Goal of the exercise → Repeat every record below exactly as written.

****************************************

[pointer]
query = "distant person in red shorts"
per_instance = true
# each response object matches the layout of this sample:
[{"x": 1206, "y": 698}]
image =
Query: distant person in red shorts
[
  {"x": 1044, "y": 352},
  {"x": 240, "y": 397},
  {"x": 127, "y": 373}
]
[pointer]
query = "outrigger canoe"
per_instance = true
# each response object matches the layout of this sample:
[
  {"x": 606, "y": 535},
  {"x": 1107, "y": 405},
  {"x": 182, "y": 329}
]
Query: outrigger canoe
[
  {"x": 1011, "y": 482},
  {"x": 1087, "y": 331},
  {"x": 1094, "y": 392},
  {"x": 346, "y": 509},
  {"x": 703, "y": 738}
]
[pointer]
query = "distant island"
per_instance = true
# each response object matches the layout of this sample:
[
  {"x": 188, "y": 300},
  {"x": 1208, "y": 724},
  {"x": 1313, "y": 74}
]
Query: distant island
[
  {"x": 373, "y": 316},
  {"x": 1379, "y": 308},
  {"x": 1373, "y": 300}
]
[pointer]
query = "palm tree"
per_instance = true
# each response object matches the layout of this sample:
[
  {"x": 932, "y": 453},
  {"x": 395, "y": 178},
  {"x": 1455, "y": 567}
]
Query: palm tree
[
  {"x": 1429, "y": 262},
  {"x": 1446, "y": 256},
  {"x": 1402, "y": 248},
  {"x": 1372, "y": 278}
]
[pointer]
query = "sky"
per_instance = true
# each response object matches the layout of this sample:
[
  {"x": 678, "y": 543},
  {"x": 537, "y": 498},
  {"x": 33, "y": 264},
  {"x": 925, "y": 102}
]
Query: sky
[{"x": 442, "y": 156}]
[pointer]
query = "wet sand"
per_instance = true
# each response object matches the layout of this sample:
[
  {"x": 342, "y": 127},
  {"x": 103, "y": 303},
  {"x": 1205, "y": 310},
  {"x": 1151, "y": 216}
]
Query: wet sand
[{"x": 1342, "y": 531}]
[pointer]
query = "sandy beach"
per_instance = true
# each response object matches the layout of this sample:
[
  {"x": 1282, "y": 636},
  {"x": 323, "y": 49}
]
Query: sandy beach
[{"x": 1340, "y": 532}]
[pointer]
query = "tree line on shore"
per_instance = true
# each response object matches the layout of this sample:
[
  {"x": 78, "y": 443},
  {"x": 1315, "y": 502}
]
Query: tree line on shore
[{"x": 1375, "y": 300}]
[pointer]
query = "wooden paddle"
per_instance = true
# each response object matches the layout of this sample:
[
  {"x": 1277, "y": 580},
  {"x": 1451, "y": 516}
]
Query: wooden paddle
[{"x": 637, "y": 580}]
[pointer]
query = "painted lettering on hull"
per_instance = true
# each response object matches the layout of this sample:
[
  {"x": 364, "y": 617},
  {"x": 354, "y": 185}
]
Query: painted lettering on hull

****************************************

Output below →
[pointer]
query = "distant person in red shorts"
per_instance = true
# each response object matches the layout of this sample:
[{"x": 1206, "y": 698}]
image =
Query: distant person in red shorts
[
  {"x": 1044, "y": 352},
  {"x": 240, "y": 397},
  {"x": 127, "y": 373}
]
[pointer]
query = "outrigger canoe"
per_instance = true
# each response object matches the layout of this sample:
[
  {"x": 606, "y": 535},
  {"x": 1107, "y": 405},
  {"x": 182, "y": 329}
]
Query: outrigger canoe
[
  {"x": 1011, "y": 482},
  {"x": 1087, "y": 331},
  {"x": 1094, "y": 392},
  {"x": 346, "y": 509},
  {"x": 703, "y": 738}
]
[pointer]
query = "distant island"
per_instance = true
# each response object matches the layout of this sample:
[
  {"x": 188, "y": 300},
  {"x": 1208, "y": 724},
  {"x": 1313, "y": 74}
]
Query: distant island
[
  {"x": 373, "y": 316},
  {"x": 1379, "y": 308},
  {"x": 1373, "y": 300}
]
[pointer]
query = "palm tree"
per_instance = true
# each response object matches the layout of this sample:
[
  {"x": 932, "y": 453},
  {"x": 395, "y": 178},
  {"x": 1455, "y": 567}
]
Query: palm tree
[
  {"x": 1429, "y": 262},
  {"x": 1446, "y": 256},
  {"x": 1402, "y": 248},
  {"x": 1372, "y": 278}
]
[pointer]
query = "sky"
per_instance = true
# each response object matches the layout of this sample:
[
  {"x": 678, "y": 543},
  {"x": 537, "y": 498},
  {"x": 33, "y": 264},
  {"x": 925, "y": 102}
]
Query: sky
[{"x": 442, "y": 156}]
[pointer]
query = "wet sand"
per_instance = true
# each response object matches the layout of this sample:
[
  {"x": 342, "y": 127},
  {"x": 103, "y": 303},
  {"x": 1205, "y": 310},
  {"x": 1151, "y": 216}
]
Query: wet sand
[{"x": 1342, "y": 531}]
[pointer]
query = "sandy beach"
per_instance = true
# each response object matches the layout of this sample:
[
  {"x": 1282, "y": 636},
  {"x": 323, "y": 49}
]
Query: sandy beach
[{"x": 1340, "y": 532}]
[pointer]
query = "tree line on shore"
per_instance = true
# each response object matches the layout of this sample:
[
  {"x": 78, "y": 443},
  {"x": 1315, "y": 502}
]
Query: tree line on shore
[{"x": 1375, "y": 300}]
[pointer]
query = "wooden paddle"
per_instance = true
# each response object matches the layout of this sample:
[
  {"x": 1277, "y": 580},
  {"x": 1451, "y": 516}
]
Query: wooden paddle
[{"x": 637, "y": 580}]
[pointer]
query = "painted lettering on hull"
per_instance = true
# each response object matches the layout of this sample:
[
  {"x": 364, "y": 617},
  {"x": 354, "y": 185}
]
Query: painted lettering on hull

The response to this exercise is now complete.